DO THIS =
Reproduce every one of the items below line for line, changing nothing.

WORKING DATA =
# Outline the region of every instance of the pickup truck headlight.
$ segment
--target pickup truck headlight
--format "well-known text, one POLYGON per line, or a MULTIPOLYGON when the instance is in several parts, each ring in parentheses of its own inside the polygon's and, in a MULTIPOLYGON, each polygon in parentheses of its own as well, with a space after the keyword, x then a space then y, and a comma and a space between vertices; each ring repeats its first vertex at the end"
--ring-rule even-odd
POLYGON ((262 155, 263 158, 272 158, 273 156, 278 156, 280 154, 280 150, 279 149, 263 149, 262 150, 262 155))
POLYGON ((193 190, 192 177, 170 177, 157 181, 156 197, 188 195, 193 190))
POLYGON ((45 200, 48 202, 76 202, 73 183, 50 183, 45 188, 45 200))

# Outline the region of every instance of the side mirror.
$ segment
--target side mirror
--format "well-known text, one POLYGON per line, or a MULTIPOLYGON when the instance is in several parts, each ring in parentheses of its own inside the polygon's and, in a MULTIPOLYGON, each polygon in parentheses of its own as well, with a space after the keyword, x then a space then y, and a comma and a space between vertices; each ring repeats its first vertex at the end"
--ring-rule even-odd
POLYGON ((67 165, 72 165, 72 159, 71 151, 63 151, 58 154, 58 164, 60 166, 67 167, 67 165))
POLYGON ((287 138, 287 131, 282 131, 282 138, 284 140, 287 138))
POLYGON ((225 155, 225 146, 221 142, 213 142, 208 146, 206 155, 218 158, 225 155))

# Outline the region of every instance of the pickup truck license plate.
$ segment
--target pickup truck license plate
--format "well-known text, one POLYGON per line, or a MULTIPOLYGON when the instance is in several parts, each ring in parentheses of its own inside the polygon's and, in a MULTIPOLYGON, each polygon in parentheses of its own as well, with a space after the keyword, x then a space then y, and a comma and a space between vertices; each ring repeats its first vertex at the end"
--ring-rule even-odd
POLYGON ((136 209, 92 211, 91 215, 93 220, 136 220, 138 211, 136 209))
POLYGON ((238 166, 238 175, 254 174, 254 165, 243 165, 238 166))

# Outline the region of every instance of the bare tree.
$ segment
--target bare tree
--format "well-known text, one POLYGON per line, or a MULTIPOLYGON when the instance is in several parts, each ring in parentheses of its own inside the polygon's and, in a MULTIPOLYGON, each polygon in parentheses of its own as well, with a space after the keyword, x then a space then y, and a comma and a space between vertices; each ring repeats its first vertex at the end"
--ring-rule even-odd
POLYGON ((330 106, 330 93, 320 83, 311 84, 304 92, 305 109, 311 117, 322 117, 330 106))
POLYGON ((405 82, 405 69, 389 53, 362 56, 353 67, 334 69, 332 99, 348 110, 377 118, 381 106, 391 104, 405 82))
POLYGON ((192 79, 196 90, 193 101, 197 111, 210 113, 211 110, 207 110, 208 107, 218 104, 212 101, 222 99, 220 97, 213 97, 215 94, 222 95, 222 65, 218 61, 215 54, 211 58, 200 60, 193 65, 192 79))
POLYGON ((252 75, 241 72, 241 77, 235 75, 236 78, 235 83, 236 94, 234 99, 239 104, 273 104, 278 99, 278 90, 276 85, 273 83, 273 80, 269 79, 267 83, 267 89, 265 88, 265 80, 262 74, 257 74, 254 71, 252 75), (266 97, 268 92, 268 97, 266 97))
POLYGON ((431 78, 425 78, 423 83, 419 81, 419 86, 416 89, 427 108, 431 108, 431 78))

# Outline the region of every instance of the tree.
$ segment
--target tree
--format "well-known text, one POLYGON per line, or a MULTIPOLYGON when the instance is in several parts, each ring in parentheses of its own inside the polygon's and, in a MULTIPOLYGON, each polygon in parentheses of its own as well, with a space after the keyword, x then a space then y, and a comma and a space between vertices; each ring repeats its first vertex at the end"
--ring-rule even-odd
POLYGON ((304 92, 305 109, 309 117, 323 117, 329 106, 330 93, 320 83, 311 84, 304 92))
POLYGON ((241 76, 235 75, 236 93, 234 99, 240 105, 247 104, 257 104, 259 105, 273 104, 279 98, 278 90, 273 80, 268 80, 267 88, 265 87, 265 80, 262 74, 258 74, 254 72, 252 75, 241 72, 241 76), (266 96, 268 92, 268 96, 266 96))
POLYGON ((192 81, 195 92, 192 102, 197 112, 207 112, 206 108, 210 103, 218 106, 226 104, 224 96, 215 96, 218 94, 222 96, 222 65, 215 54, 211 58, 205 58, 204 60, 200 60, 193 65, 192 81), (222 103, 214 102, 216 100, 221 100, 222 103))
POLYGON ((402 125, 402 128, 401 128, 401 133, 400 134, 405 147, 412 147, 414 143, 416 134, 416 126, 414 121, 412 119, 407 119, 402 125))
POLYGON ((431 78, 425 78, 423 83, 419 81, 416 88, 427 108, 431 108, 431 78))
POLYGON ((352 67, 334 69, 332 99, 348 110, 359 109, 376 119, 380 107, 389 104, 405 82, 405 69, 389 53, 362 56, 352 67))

COMPLETE OUTPUT =
# Outline the region of every instance of the pickup truck headlight.
$ segment
--target pickup truck headlight
--format "well-known text, one POLYGON per line, or a MULTIPOLYGON when the instance is in several parts, each ring in parentheses of its own inside the polygon's and, in a MULTIPOLYGON, each polygon in parentheses of its own as well, with a space after the keyword, x then a space then y, and a comma and a space between vertices; each ring repeats its first vertex at the end"
--ring-rule even-odd
POLYGON ((262 155, 263 158, 272 158, 273 156, 278 156, 280 154, 280 150, 279 149, 263 149, 262 150, 262 155))
POLYGON ((193 190, 192 177, 170 177, 157 181, 156 197, 188 195, 193 190))
POLYGON ((45 200, 48 202, 76 202, 73 183, 50 183, 45 188, 45 200))

# Outline the region of every instance of the side mirror.
$ segment
--target side mirror
--format "well-known text, one POLYGON per line, or a MULTIPOLYGON when the instance is in several parts, each ring in parentheses of its own inside the polygon's and, in a MULTIPOLYGON, each polygon in parentheses of its own as well, with a space after the keyword, x then a space then y, and a comma and a space between vertices; each ring repeats its first vertex at the end"
--ring-rule even-odd
POLYGON ((67 165, 72 165, 72 159, 71 151, 63 151, 58 154, 58 164, 60 166, 67 167, 67 165))
POLYGON ((287 138, 287 131, 282 131, 282 138, 284 140, 287 138))
POLYGON ((225 155, 225 146, 221 142, 213 142, 208 146, 206 155, 218 158, 225 155))

# Outline the region of every instance of the pickup truck license plate.
$ segment
--target pickup truck license plate
--format "well-known text, one POLYGON per line, or a MULTIPOLYGON when the instance is in several parts, each ring in parentheses of its own inside the polygon's and, in a MULTIPOLYGON, each polygon in parentheses of its own as well, with a space after the keyword, x then a space then y, and a comma and a space between vertices; each ring repeats its first vertex at the end"
--ring-rule even-odd
POLYGON ((136 209, 92 211, 91 215, 93 220, 136 220, 138 211, 136 209))
POLYGON ((238 166, 238 175, 254 174, 254 165, 243 165, 238 166))

# Outline the region of every instance of the bare tree.
$ segment
--target bare tree
--format "well-known text, one POLYGON per line, or a MULTIPOLYGON when the instance is in several parts, each ring in parentheses of its own inside the polygon's and, in a MULTIPOLYGON, each polygon in parentheses of its own as well, with a space after the keyword, x then a space then y, and a comma and a space between vertices; each ring repeats its first vertex at the end"
--ring-rule even-odd
POLYGON ((330 106, 330 93, 320 83, 311 84, 304 92, 305 109, 311 117, 322 117, 330 106))
POLYGON ((405 82, 405 69, 389 53, 362 56, 353 67, 334 69, 332 99, 348 110, 377 118, 381 106, 391 104, 405 82))
POLYGON ((192 79, 196 90, 193 101, 197 111, 210 113, 211 110, 207 110, 208 107, 218 104, 212 101, 222 99, 220 97, 213 97, 215 94, 222 95, 222 65, 218 61, 215 54, 211 58, 200 60, 193 65, 192 79))
POLYGON ((252 75, 241 72, 241 77, 235 75, 236 78, 235 83, 236 94, 234 99, 239 104, 273 104, 278 99, 278 90, 276 85, 273 83, 273 80, 269 79, 267 83, 267 89, 265 88, 265 80, 262 74, 257 74, 254 71, 252 75), (266 97, 268 92, 268 97, 266 97))
POLYGON ((431 78, 425 78, 423 83, 419 81, 419 86, 416 89, 427 108, 431 108, 431 78))

# Outline the region of every instance of the tree.
$ segment
--target tree
--format "well-known text, one POLYGON per line, or a MULTIPOLYGON when the instance is in several parts, each ring in parentheses of its own inside the polygon's and, in a MULTIPOLYGON, each polygon in parentheses of its own as well, with a space after the keyword, x then a space then y, and a comma and a space between vertices; each ring repeats its first vertex at the end"
--ring-rule even-odd
POLYGON ((304 92, 305 109, 309 117, 323 117, 329 106, 330 93, 320 83, 311 84, 304 92))
POLYGON ((241 76, 235 75, 236 93, 234 99, 240 105, 247 104, 257 104, 259 105, 273 104, 279 98, 278 90, 273 80, 268 80, 267 88, 265 87, 265 80, 262 74, 258 74, 254 72, 252 75, 241 72, 241 76), (266 96, 268 92, 268 96, 266 96))
POLYGON ((192 81, 195 92, 192 102, 197 112, 207 112, 206 108, 210 103, 218 106, 226 104, 224 96, 215 96, 218 94, 222 96, 222 65, 215 54, 211 58, 205 58, 204 60, 200 60, 193 65, 192 81), (222 103, 214 102, 216 100, 221 100, 222 103))
POLYGON ((402 125, 402 128, 401 128, 401 133, 400 134, 405 147, 412 147, 414 143, 416 134, 416 126, 414 121, 412 119, 407 119, 402 125))
POLYGON ((431 78, 425 78, 423 83, 419 81, 416 88, 427 108, 431 108, 431 78))
POLYGON ((352 67, 334 69, 332 99, 348 110, 359 109, 376 119, 380 107, 389 104, 405 82, 405 69, 389 53, 362 56, 352 67))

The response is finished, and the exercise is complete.